# [Blocco di testo]
------------------------------
Cali situata a circa 1000 metri sul livello del mare è la seconda città per grandezza in Colombia, per il cinema però rimane forse uno dei luoghi più importanti dell’intera America Latina. Nel 1971 arrivano a Cali i giochi Pan-americani, manifestazione che nel bene e nel male cambierà per sempre il volto della città, da un lato le grandi infrastrutture e gli eventi ad essa legati e dall’altra il popolo che ancora vive in miseria e che resta inevitabilmente tagliato fuori dai grandi giri di denaro che ruotano attorno ai giochi. Questa disparità non fa che funzionare da coagulante per le forze creative e rivoluzionarie delle nuove generazioni di artisti che da quel momento in poi, come risvegliate ed animate da una puntura tanto dolorosa quanto vitale, per più di due decenni cambieranno il volto del cinema indipendente, ma non solo, colombiano e latino americano. Si tratta nel particolare del Grupo de Cali, una variegata messe di artisti operativa dai primi anni settanta soprattutto nel cinema e nella scrittura e che avevano come luoghi di aggregazione il Cali Cine Club, la rivista cinematografica Ojo al cine e la comunità artistica Ciudad Solar, dove vivevano dividendo le proprie vite quasi tutti i membri di questo collettivo artistico.

 
Fra i protagonisti di questo gruppo, che prima di tutto era un gruppo di amici e che solo più tardi fu denominata dai giornalisti Grupo de Cali, ricordiamo almeno Carlos Mayolo, Andrés Caicedo, Hernando Guerrero e Luis Ospina.

 
Proprio quest’ultimo ha completato quest’anno il suo ultimo lavoro, Todo comenzò por el fin (Tutto cominciò alla fine), un fluviale documentario dalla lunghissima gestazione, un lavoro con il quale Ospina riflette e ripercorre le tappe ed i motivi della nascita del gruppo. Il film, che è stato presentato all’ultimo festival di Toronto e al Yamagata International Documentary Film Fest in Giappone, spalanca una porta su un mondo a livello internazionale non troppo conosciuto ma meritevole di (ri)scoperta. Un universo artistico ricco di creatività e animato da spinte rivoluzionarie che, al di là del caso particolare colombiano e sudamericano, ha il pregio ancora oggi di illuminare molte problematiche e tendenze legate al cinema collettaneo ed indipendente tout court.
------------------------------
# [Estratto dei dati]
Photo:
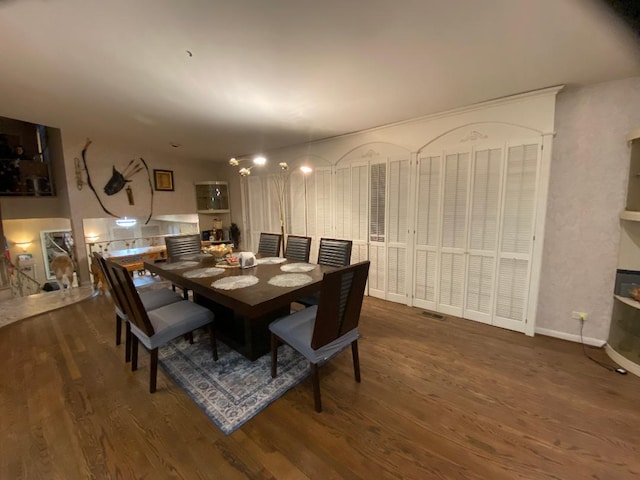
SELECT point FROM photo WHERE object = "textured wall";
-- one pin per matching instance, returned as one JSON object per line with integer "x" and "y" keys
------------------------------
# [Uso delle informazioni]
• A. Riscrivi in forma più concisa il paragrafo del testo sul Grupo de Cali che inizia con "Proprio quest’ultimo ha completato", mantenendone i fatti principali.
• B. Secondo il testo sul Grupo de Cali, in quale anno arrivano a Cali i giochi Pan-americani?
• C. Trascrivi dal testo sul Grupo de Cali il tratto che va da "Proprio quest’ultimo ha" fino a "indipendente tout court.".
I dati non sono necessari per svolgere l'esercizio.

# [Soluzioni dell'esercizio]
• A. Luis Ospina ha completato quest'anno Todo comenzò por el fin (Tutto cominciò alla fine). È un lungo documentario, dalla gestazione lunghissima, che ripercorre le tappe e i motivi della nascita del gruppo. Presentato al festival di Toronto e allo Yamagata International Documentary Film Fest, il film mostra un universo artistico creativo e rivoluzionario. È poco noto a livello internazionale, ma illumina ancora oggi molte questioni del cinema collettaneo e indipendente.

• B. Nel 1971.

• C.
Proprio quest’ultimo ha completato quest’anno il suo ultimo lavoro, Todo comenzò por el fin (Tutto cominciò alla fine), un fluviale documentario dalla lunghissima gestazione, un lavoro con il quale Ospina riflette e ripercorre le tappe ed i motivi della nascita del gruppo. Il film, che è stato presentato all’ultimo festival di Toronto e al Yamagata International Documentary Film Fest in Giappone, spalanca una porta su un mondo a livello internazionale non troppo conosciuto ma meritevole di (ri)scoperta. Un universo artistico ricco di creatività e animato da spinte rivoluzionarie che, al di là del caso particolare colombiano e sudamericano, ha il pregio ancora oggi di illuminare molte problematiche e tendenze legate al cinema collettaneo ed indipendente tout court.